*WHAT IS BEING ASKED:*
Restate the data word for word and leave the images out.

*A block of data:*
-=-=-=-=-
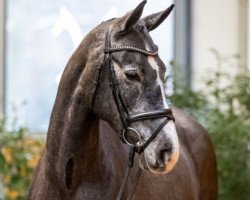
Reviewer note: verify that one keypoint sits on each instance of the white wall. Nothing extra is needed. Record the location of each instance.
(218, 24)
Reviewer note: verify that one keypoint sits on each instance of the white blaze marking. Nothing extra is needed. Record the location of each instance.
(169, 129)
(154, 65)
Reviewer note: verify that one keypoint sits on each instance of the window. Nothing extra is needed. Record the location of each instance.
(41, 36)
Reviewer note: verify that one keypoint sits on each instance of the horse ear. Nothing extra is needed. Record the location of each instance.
(131, 18)
(154, 20)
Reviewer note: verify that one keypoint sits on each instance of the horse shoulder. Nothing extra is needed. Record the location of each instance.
(196, 141)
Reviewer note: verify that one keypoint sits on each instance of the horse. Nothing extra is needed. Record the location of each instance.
(110, 95)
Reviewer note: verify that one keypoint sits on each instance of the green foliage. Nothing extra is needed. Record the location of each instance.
(223, 107)
(19, 154)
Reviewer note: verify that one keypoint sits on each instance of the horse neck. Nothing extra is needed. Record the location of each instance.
(73, 135)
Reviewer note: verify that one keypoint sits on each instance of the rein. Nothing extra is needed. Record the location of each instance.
(125, 116)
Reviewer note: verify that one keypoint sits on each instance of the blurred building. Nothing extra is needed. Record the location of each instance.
(37, 38)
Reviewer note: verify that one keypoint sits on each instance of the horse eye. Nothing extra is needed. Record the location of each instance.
(132, 74)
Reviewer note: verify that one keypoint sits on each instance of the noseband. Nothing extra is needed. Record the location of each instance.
(125, 116)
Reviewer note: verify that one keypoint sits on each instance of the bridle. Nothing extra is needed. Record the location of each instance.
(125, 116)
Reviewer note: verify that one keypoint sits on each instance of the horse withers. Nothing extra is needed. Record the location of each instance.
(112, 91)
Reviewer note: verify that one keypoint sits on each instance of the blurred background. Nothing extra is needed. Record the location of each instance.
(204, 44)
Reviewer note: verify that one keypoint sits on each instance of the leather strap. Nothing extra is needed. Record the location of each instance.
(150, 115)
-=-=-=-=-
*EXERCISE ANSWER:*
Reviewer note: verify that one keypoint sits on each instance of the white wall. Nothing extra is needed. Record the location of each instance.
(218, 24)
Reviewer note: verify that one keypoint sits on each instance of the white blaze marking. Nothing extra is needed. Record the location of each instance.
(169, 129)
(154, 65)
Reviewer note: verify that one keypoint sits on each instance of the window. Nothing extra is needed. Record the location of each instance.
(41, 36)
Reviewer note: verify that one keypoint sits on each instance of the horse ear. Nothing extra is needed. Record the location of each instance.
(131, 18)
(154, 20)
Reviewer note: verify that one keypoint sits on each instance of the horse shoulder. Nothing extra is needed. Record the location of each instance.
(196, 141)
Reviewer note: verify that one keypoint sits on each instance of the horse. Nothing extra is needed. Record the location of each instance.
(110, 95)
Reviewer note: verify that one keypoint sits on each instance of the green foliage. Nothing extra is needed. Record the location of each instance.
(223, 107)
(19, 154)
Reviewer note: verify that one keypoint sits on each instance of the horse neck. Nothing extra is needed. Record the location of each instance.
(73, 135)
Reviewer note: verify that one keypoint sits on each instance of the rein. Nothing extra is needed. Record the location of each instance.
(125, 116)
Reviewer note: verify that one keypoint sits on each instance of the blurred building. Nothing extra is needed. Record the location of each instance.
(37, 38)
Reviewer note: verify that one keypoint sits on each instance of the horse eye. Nothing extra is needed. Record the location of each instance.
(132, 74)
Reviewer note: verify that one keypoint sits on each instance of the noseband. Nothing extra is needed. Record the location of each instance.
(125, 116)
Reviewer note: verify that one keypoint sits on each instance of the bridle. Nothing extra is needed. Record the location of each instance.
(125, 116)
Reviewer note: verify that one keypoint sits on each instance of the horse withers. Nothing extra is needed. Record the location of each instance.
(112, 91)
Reviewer note: verify that one keypoint sits on each instance of the blurred background. Nothing extra is needed. Record the location of each instance.
(204, 44)
Reviewer note: verify that one keypoint sits on each instance of the leather strap. Nothing extra is needed. Record the location of each instance.
(150, 115)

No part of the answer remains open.